-- START OF Selection --

# What's your personal best trout?



## wannaBfishin (Dec 6, 2009)

I have caught a number of 28" plus trout in the last 10 years. Most were put back in the water to fight again. Being a CCA member, I have kept a couple that came close, but never a cigar. I release 99% of them.
Last year, I caught and released one that measured over 32". Even had a friend help me measure it on my rod. There were no contest going on so why keep her. Back she went!
I put my first 30" (7lbs. 14 oz.) trout on the wall with a skin mount. BEAUTIFUL mount! It won the largest trout for a tournament I was in. My next one to make the wall will have to be a true monster. Maybe even win the CCA. Probably won't have that happen BUT, ya never know.
So, what's your largest trout...in length (and weight, if you have it).


----------



## Mojo281 (Sep 7, 2006)

My personal best was a touch over 27 inches...

-- END OF Selection --
-- START OF Supplied material --

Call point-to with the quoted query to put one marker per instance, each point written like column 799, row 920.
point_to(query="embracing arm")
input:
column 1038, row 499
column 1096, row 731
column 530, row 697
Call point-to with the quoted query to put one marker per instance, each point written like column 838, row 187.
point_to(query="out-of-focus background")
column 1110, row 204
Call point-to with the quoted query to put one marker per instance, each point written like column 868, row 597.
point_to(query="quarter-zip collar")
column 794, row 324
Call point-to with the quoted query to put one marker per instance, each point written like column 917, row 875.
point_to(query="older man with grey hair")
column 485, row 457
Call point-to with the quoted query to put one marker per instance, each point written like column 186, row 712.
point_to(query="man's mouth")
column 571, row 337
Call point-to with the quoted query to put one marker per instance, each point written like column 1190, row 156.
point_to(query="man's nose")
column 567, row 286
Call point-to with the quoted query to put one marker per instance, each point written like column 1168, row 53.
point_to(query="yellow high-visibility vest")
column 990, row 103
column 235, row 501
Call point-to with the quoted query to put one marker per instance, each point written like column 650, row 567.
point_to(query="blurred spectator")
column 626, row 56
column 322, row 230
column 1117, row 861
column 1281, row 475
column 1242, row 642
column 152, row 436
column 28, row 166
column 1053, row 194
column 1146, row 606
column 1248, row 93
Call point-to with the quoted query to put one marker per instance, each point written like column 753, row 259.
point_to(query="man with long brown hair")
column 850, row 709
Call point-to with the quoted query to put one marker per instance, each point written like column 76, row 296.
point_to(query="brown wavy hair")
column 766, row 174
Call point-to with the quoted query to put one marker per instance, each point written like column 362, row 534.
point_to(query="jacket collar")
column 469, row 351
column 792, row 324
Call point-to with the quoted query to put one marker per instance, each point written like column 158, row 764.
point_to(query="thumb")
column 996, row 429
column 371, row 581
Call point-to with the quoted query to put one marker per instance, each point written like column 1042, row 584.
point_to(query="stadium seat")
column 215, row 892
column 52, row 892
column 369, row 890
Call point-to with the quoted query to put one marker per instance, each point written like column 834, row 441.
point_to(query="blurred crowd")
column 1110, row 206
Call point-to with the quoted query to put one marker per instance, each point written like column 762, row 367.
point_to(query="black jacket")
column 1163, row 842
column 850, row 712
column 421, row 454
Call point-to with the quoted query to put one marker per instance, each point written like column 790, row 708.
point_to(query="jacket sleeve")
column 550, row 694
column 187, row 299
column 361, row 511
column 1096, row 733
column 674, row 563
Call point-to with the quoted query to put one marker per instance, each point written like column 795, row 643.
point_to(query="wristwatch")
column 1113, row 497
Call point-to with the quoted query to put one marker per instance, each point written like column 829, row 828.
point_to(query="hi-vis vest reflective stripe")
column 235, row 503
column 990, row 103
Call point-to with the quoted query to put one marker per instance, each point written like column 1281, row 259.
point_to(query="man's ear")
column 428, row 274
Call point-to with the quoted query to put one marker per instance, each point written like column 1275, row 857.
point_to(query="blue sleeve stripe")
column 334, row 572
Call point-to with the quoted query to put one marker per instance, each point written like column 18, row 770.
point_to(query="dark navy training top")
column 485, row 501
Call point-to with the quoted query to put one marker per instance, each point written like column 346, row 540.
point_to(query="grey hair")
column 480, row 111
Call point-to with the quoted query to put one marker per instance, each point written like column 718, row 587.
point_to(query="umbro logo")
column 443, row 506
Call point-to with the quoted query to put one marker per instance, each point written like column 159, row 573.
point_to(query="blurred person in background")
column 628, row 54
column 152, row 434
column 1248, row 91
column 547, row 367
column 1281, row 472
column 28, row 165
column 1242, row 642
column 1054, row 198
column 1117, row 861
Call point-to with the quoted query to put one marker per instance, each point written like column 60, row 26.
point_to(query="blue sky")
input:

-- END OF Supplied material --

Exercise task 1 >> Write out the stretch of the personal-best trout thread from "I have caught" through "(Sep 7, 2006)".
Exercise task 2 >> Pick up the forum thread about personal-best trout after its last sentence and continue it.

Task answer 1 >>
I have caught a number of 28" plus trout in the last 10 years. Most were put back in the water to fight again. Being a CCA member, I have kept a couple that came close, but never a cigar. I release 99% of them.
Last year, I caught and released one that measured over 32". Even had a friend help me measure it on my rod. There were no contest going on so why keep her. Back she went!
I put my first 30" (7lbs. 14 oz.) trout on the wall with a skin mount. BEAUTIFUL mount! It won the largest trout for a tournament I was in. My next one to make the wall will have to be a true monster. Maybe even win the CCA. Probably won't have that happen BUT, ya never know.
So, what's your largest trout...in length (and weight, if you have it).


----------



## Mojo281 (Sep 7, 2006)

Task answer 2 >>
----------



## Mrschasintail (Dec 8, 2004)

25" Last summer SS Beach.


----------



## wading_fool (May 3, 2005)

29.5" released to grow up


----------



## wannaBfishin (Dec 6, 2009)

30" but skinny 7lbs 14oz.
A beautiful fish!


----------



## workorfish (Sep 5, 2007)

*Dated Personal Best*

Well, back in those days we really didn't measure them, we weighed them. 8 lbs 4 oz. Caught it in the surf near Surfside Jetties. Have no good guess on length. Being young and foolish, I didn't mount it as catching 7-8 pounders seemed a bit easier back then. All I have is a bad Kodachrome picture.


----------



## txpoboy (Feb 27, 2008)

*My best Big Gals*

27 3/4" 7 1/2 lbs
30" 9 1/2 lbs


----------



## wannaBfishin (Dec 6, 2009)

PoBoy, GREAT mounts!


----------



## Team MirrOlure (Jan 24, 2009)

30 1/2"
9.7#


----------



## Cap'n Morgan (Feb 4, 2010)

24 1/2 Rocky Slough last year.


----------



## o.b. (Jan 11, 2009)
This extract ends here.